■ **選錄原文**:

_ _ _ _ _ _ _

HDU 1565 方格取數(1)(最大點權獨立集)
阿新 • • 發佈:2019-01-03
題目大意:給你一個n*n的格子的棋盤,每個格子裡面有一個非負數。
從中取出若干個數,使得任意的兩個數所在的格子沒有公共邊,就是說所取的數所在的2個格子不能相鄰,並且取出的數的和最大。
解題思路:最大點權獨立集,關鍵是怎麼建圖了,我們可以採用染色的思想對這張圖進行染色,然後分成兩個點集
假設將第一個格子染成白色,然後將它相鄰的格子染成相反的顏色黑色,以此類推,這樣就可以將一張圖分成染成黑白兩種顏色的點集了
然後就是連邊了,連邊的話,我們只考慮白色格子的連向黑色格子的,因為兩者之間是相對的,所以只需要取一條就好了
這樣圖就建好了
最大權值就是:總權值-最小割了(最小割就是最小點權覆蓋了)具體的證明請看 胡伯濤:演算法合集之《最小割模型在資訊學競賽中å的應用》
#include <cstdio>
#include <cstring>
#include <algorithm>
#include <queue>
using namespace std;
#define M 1000010
#define N 10010
#define INF 0x3f3f3f3f
struct Edge{
int u, v, cap, flow, next;
Edge() {}
Edge(int u, int v, int cap, int flow, int next): u(u), v(v), cap(cap), flow(flow), next(next) {}
}E[M];
struct Dinic{
int head[N], d[N];
int tot, sink, source;
void init() {
memset(head, -1, sizeof(head));
tot = 0;
}
inline void AddEdge(int u, int v, int cap) {
E[tot] = Edge(u, v, cap, 0, head[u]); head[u] = tot++;
u = u ^ v; v = u ^ v; u = u ^ v;
E[tot] = Edge(u, v, 0 , 0, head[u]); head[u] = tot++;
}
inline bool bfs(int s) {
int u, v;
memset(d, 0, sizeof(d));
queue<int> Q;
Q.push(s);
d[s] = 1;
while (!Q.empty()) {
u = Q.front(); Q.pop();
if (u == sink) return true;
for (int i = head[u]; ~i; i = E[i].next) {
v = E[i].v;
if (!d[v] && E[i].cap - E[i].flow > 0) {
d[v] = d[u] + 1;
Q.push(v);
}
}
}
return false;
}
int dfs(int x, int a) {
if (x == sink || a == 0)
return a;
int f, flow = 0;
for (int i = head[x]; ~i; i = E[i].next) {
int v = E[i].v;
if (d[v] == d[x] + 1 && E[i].cap - E[i].flow > 0) {
f = dfs(v, min(a, E[i].cap - E[i].flow));
E[i].flow += f;
E[i^1].flow -= f;
flow += f;
a -= f;
if (!a) break;
}
}
if (flow == 0) d[x] = 0;
return flow;
}
int Maxflow(int source, int sink) {
int flow = 0;
this->sink = sink;
while (bfs(source)) flow += dfs(source, INF);
return flow;
}
};
Dinic dinic;
#define maxn 25
int n, source, sink, Sum;
int num[maxn][maxn];
bool mark[maxn][maxn];
int dir[4][2] = {{-1, 0}, {1, 0}, {0, -1}, {0, 1}};
void init() {
source = 0, sink = n * n + 1, Sum = 0;
dinic.init();
for (int i = 0; i < n; i++)

_ _ _ _ _ _ _

■ **任務說明**:
依據這篇 HDU 1565 解題選錄原文回答:
1. 取出的數所在的任意兩個格子必須滿足什麼條件?
2. 連邊時只考慮從哪種顏色的格子連向哪種顏色的格子?
3. 最大權值如何求得?
這些記錄用不到。

■ **記錄摘錄**:

_ _ _ _ _ _ _

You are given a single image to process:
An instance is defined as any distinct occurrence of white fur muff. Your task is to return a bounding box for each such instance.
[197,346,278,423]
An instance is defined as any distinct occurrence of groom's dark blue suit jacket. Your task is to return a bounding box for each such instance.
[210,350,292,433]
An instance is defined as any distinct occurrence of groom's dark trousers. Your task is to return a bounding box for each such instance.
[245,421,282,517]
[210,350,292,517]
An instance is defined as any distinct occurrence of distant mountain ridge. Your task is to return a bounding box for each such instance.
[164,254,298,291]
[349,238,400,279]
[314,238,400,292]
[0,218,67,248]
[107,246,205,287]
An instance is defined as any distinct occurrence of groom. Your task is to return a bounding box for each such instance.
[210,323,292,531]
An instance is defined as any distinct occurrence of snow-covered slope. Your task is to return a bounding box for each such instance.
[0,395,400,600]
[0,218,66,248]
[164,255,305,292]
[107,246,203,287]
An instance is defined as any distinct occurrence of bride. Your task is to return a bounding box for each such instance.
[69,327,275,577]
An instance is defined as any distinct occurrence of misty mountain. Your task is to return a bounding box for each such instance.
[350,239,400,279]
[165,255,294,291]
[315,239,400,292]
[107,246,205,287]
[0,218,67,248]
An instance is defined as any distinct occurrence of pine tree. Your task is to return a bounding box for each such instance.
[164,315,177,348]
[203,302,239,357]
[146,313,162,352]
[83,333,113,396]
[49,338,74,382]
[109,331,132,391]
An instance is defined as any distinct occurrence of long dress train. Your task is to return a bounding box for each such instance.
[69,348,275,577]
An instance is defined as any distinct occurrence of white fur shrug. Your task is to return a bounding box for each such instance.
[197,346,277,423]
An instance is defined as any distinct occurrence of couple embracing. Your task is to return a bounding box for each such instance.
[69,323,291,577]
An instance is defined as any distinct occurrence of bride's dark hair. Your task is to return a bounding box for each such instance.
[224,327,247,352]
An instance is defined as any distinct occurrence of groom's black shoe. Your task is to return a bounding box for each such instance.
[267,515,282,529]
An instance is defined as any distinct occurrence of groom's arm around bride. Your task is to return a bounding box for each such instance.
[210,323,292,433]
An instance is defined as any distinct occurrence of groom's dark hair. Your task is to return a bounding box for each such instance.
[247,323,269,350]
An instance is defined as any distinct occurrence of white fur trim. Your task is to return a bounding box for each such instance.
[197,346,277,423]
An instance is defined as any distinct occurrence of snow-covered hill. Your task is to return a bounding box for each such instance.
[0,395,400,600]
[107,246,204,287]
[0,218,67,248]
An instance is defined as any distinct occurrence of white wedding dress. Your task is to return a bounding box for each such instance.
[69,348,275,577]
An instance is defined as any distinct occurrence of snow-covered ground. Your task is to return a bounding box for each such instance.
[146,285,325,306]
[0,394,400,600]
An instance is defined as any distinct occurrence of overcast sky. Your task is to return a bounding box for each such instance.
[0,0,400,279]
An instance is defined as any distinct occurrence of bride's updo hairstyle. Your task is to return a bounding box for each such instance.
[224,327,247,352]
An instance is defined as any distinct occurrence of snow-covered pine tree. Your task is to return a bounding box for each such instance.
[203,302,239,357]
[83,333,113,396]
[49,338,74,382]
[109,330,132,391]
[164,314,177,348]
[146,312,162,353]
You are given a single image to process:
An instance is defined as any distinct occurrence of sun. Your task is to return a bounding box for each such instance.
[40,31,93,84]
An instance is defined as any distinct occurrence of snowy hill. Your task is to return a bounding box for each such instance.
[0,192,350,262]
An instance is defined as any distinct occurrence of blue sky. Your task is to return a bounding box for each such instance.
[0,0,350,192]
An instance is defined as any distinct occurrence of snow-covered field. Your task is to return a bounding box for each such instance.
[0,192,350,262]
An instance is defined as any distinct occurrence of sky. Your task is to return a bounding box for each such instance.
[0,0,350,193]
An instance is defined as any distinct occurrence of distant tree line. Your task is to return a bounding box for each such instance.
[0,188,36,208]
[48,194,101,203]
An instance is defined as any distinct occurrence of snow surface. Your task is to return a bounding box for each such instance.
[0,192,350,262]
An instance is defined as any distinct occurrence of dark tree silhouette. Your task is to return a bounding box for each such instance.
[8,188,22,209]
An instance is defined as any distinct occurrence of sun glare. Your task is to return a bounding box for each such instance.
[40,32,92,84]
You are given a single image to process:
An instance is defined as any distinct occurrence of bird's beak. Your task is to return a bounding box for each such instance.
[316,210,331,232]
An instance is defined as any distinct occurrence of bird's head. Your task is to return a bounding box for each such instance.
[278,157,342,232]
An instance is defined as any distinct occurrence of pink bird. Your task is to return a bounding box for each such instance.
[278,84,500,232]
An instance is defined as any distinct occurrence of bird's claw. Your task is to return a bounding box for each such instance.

_ _ _ _ _ _ _

■ **任務解答**:
1. 任意兩個格子沒有公共邊,也就是不能相鄰。
2. 從白色格子連向黑色格子。
3. 用總權值減去最小割。